*** Opening of INPUT FOR THIS TASK ***

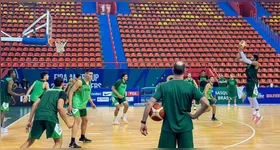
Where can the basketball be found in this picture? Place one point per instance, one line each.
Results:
(157, 112)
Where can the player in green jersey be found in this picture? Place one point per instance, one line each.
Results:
(232, 89)
(79, 96)
(222, 81)
(212, 100)
(37, 88)
(6, 96)
(67, 90)
(190, 80)
(119, 98)
(177, 127)
(49, 104)
(252, 80)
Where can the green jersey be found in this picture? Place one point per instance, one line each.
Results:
(222, 82)
(232, 84)
(202, 80)
(252, 74)
(209, 92)
(37, 90)
(177, 103)
(5, 96)
(120, 87)
(47, 108)
(190, 80)
(82, 96)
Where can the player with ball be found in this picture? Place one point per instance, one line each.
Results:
(176, 96)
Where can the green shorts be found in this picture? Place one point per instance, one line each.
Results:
(79, 112)
(212, 102)
(232, 94)
(252, 89)
(5, 106)
(53, 130)
(116, 101)
(169, 140)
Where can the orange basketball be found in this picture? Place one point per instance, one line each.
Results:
(157, 112)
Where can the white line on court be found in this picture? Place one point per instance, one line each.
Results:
(241, 142)
(17, 120)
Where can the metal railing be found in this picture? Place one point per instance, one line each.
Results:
(273, 34)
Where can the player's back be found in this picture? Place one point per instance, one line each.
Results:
(177, 96)
(47, 108)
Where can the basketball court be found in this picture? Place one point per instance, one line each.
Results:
(234, 129)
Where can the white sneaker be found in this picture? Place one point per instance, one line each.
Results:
(4, 130)
(116, 122)
(124, 120)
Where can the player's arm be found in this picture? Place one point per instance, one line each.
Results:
(46, 85)
(75, 87)
(156, 97)
(116, 86)
(60, 108)
(10, 89)
(30, 89)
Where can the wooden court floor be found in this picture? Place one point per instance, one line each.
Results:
(234, 129)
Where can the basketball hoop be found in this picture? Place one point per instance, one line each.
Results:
(59, 44)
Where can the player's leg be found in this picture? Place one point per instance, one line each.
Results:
(77, 121)
(116, 112)
(4, 109)
(84, 117)
(167, 140)
(185, 140)
(125, 104)
(36, 132)
(54, 131)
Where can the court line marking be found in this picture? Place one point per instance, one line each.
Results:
(17, 120)
(241, 142)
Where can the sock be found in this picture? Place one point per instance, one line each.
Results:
(254, 111)
(82, 136)
(72, 140)
(258, 113)
(124, 116)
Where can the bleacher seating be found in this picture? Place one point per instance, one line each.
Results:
(82, 32)
(156, 34)
(273, 20)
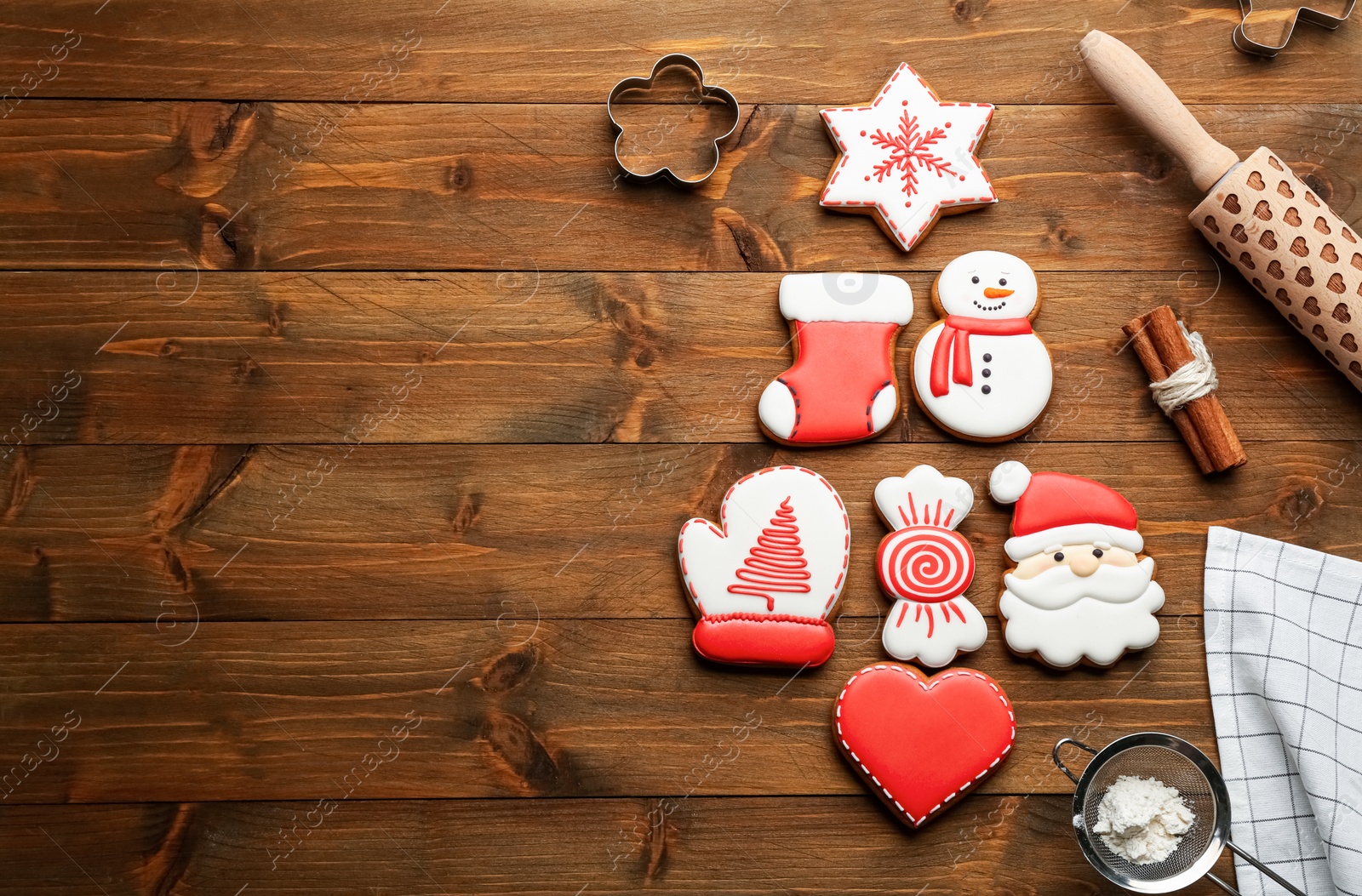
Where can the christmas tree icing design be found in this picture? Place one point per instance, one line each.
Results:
(775, 564)
(910, 151)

*** Close of INPUT FOR THIS TASK ***

:: WHAT YOU SHOULD DO ::
Search the entries for the word "jersey", then gather every line that has it.

:: WRITTEN RESPONSE ::
Where can the player in green jersey be found in this picture? Place one point per instance, one line each.
Where can the green jersey be found in this picture? Place one point per instance, one line each.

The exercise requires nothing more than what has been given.